— Start of Information supplied —

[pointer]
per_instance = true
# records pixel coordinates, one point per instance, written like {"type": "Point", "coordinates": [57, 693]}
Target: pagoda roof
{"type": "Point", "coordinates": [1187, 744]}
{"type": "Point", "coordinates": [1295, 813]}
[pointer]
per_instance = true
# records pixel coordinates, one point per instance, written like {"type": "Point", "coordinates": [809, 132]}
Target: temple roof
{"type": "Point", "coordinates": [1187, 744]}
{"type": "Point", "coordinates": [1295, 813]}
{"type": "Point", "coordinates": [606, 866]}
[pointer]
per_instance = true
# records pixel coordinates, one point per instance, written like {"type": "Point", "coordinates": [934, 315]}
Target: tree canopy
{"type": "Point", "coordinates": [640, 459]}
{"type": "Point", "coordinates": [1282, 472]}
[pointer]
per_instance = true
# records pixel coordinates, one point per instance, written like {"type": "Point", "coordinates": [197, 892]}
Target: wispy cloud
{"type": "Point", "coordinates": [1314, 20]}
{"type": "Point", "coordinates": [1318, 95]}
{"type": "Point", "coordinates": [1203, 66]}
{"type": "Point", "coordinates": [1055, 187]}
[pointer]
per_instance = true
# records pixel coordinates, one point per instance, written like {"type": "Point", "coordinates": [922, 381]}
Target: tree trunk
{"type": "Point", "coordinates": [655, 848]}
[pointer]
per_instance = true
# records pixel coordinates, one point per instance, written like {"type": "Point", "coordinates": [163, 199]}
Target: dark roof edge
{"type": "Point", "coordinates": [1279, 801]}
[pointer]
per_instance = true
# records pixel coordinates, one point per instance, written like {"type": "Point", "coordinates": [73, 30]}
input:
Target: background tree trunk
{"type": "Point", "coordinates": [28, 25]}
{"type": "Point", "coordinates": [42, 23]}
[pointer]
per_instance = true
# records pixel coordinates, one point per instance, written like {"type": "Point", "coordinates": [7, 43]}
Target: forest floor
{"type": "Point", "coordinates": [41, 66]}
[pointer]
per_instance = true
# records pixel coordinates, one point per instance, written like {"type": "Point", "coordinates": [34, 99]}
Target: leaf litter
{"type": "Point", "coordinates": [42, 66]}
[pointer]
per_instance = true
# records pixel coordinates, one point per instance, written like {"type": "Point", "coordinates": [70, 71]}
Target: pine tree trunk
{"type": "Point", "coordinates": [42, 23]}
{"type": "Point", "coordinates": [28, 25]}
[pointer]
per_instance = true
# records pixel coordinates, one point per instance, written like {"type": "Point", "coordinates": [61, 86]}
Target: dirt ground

— End of Information supplied —

# Problem description
Output all of the data again, exactly.

# Answer to the exercise
[pointer]
per_instance = true
# records pixel coordinates, one point per instance, written like {"type": "Point", "coordinates": [57, 693]}
Target: pagoda roof
{"type": "Point", "coordinates": [1187, 744]}
{"type": "Point", "coordinates": [1295, 813]}
[pointer]
per_instance = true
# records pixel coordinates, one point per instance, written like {"type": "Point", "coordinates": [809, 132]}
Target: temple roof
{"type": "Point", "coordinates": [1187, 744]}
{"type": "Point", "coordinates": [1295, 813]}
{"type": "Point", "coordinates": [606, 866]}
[pointer]
per_instance = true
# records pixel coordinates, one point per instance, written like {"type": "Point", "coordinates": [934, 315]}
Target: tree canopy
{"type": "Point", "coordinates": [640, 459]}
{"type": "Point", "coordinates": [1282, 472]}
[pointer]
per_instance = true
# records pixel coordinates, one point per instance, written like {"type": "Point", "coordinates": [197, 892]}
Target: wispy cloud
{"type": "Point", "coordinates": [1314, 20]}
{"type": "Point", "coordinates": [1318, 95]}
{"type": "Point", "coordinates": [1203, 66]}
{"type": "Point", "coordinates": [1055, 187]}
[pointer]
per_instance = true
# records pixel coordinates, one point per instance, written like {"type": "Point", "coordinates": [922, 381]}
Target: tree trunk
{"type": "Point", "coordinates": [655, 848]}
[pointer]
per_instance = true
# records pixel coordinates, one point per instance, written like {"type": "Point", "coordinates": [163, 199]}
Target: dark roof edge
{"type": "Point", "coordinates": [1279, 801]}
[pointer]
per_instance = true
# records pixel coordinates, one point per instance, written like {"type": "Point", "coordinates": [73, 30]}
input:
Target: background tree trunk
{"type": "Point", "coordinates": [28, 25]}
{"type": "Point", "coordinates": [42, 23]}
[pointer]
per_instance = true
# records pixel coordinates, one point per instance, written like {"type": "Point", "coordinates": [7, 43]}
Target: forest floor
{"type": "Point", "coordinates": [41, 66]}
[pointer]
per_instance = true
# records pixel coordinates, one point per instance, written like {"type": "Point", "coordinates": [34, 99]}
Target: leaf litter
{"type": "Point", "coordinates": [42, 66]}
[pointer]
per_instance = true
# records pixel coordinates, one point per instance, written like {"type": "Point", "coordinates": [70, 71]}
Target: pine tree trunk
{"type": "Point", "coordinates": [42, 23]}
{"type": "Point", "coordinates": [28, 25]}
[pointer]
per_instance = true
# records pixel coordinates, one point per instance, written like {"type": "Point", "coordinates": [61, 86]}
Target: dirt ground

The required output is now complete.